● **TASK BRIEF**:
Rewrite all of the material below with "Expected" switched to "Required" and everything else unchanged. Leave the pictures out of your version.

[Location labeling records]
..........
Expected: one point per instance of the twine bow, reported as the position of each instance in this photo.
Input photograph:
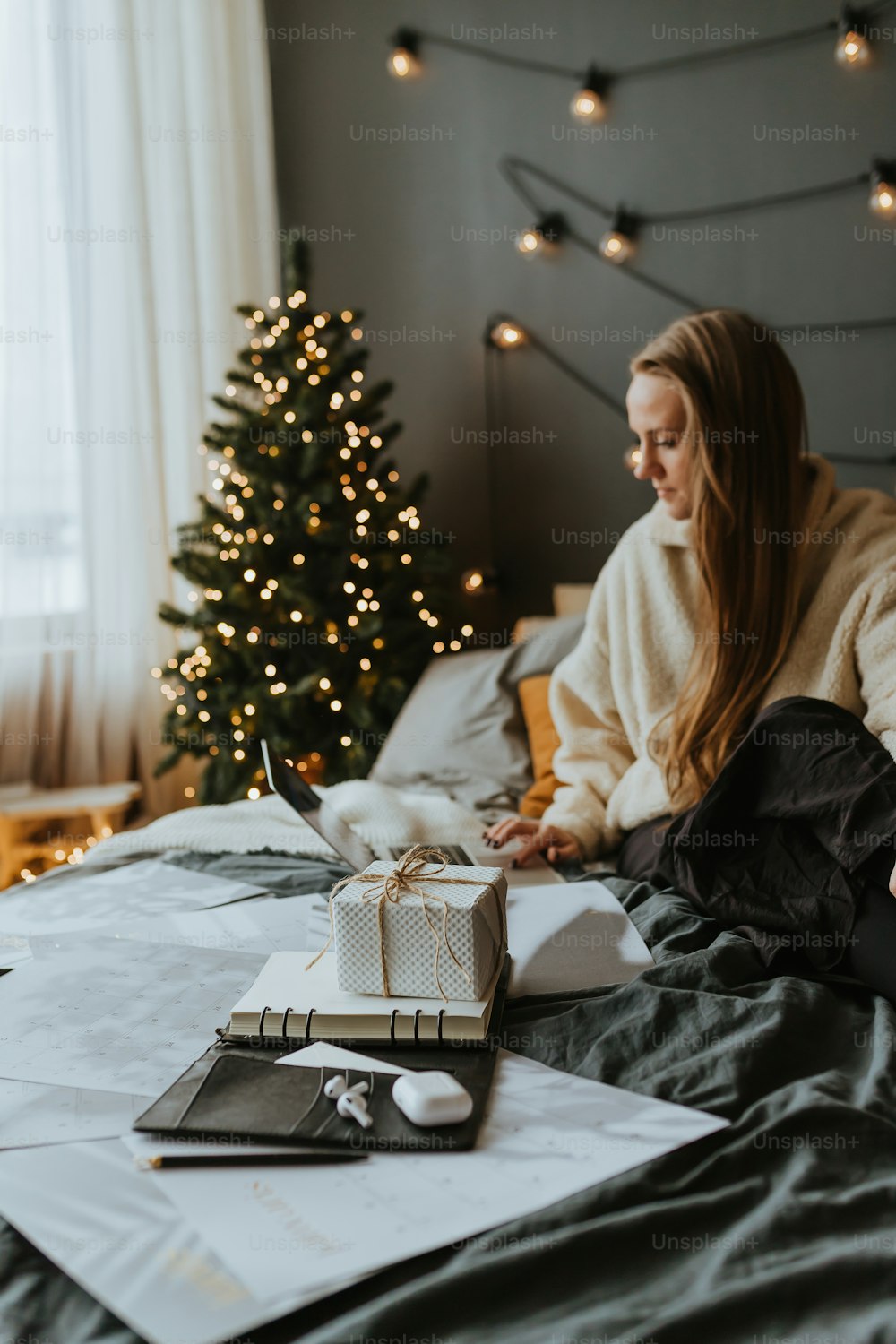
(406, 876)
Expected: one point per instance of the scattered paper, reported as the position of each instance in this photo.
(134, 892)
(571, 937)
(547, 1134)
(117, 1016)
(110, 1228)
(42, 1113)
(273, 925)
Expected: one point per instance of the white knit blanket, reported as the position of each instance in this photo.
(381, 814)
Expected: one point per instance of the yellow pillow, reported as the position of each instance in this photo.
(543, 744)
..........
● **CORRECT RESULT**:
Required: one point per instance of the twine bow, reported as the position of each instance in this photo.
Input photograph:
(406, 876)
Required: one point per instance of the scattered paper, reported as the position of each instance in this photo.
(134, 892)
(571, 937)
(547, 1134)
(117, 1016)
(110, 1228)
(42, 1113)
(273, 925)
Required: one point per instance of the white knit blanket, reported as the position of each instance in this photo.
(381, 814)
Required: one point per instance of the yellow pillow, reported as the position of each instance in this photo.
(543, 744)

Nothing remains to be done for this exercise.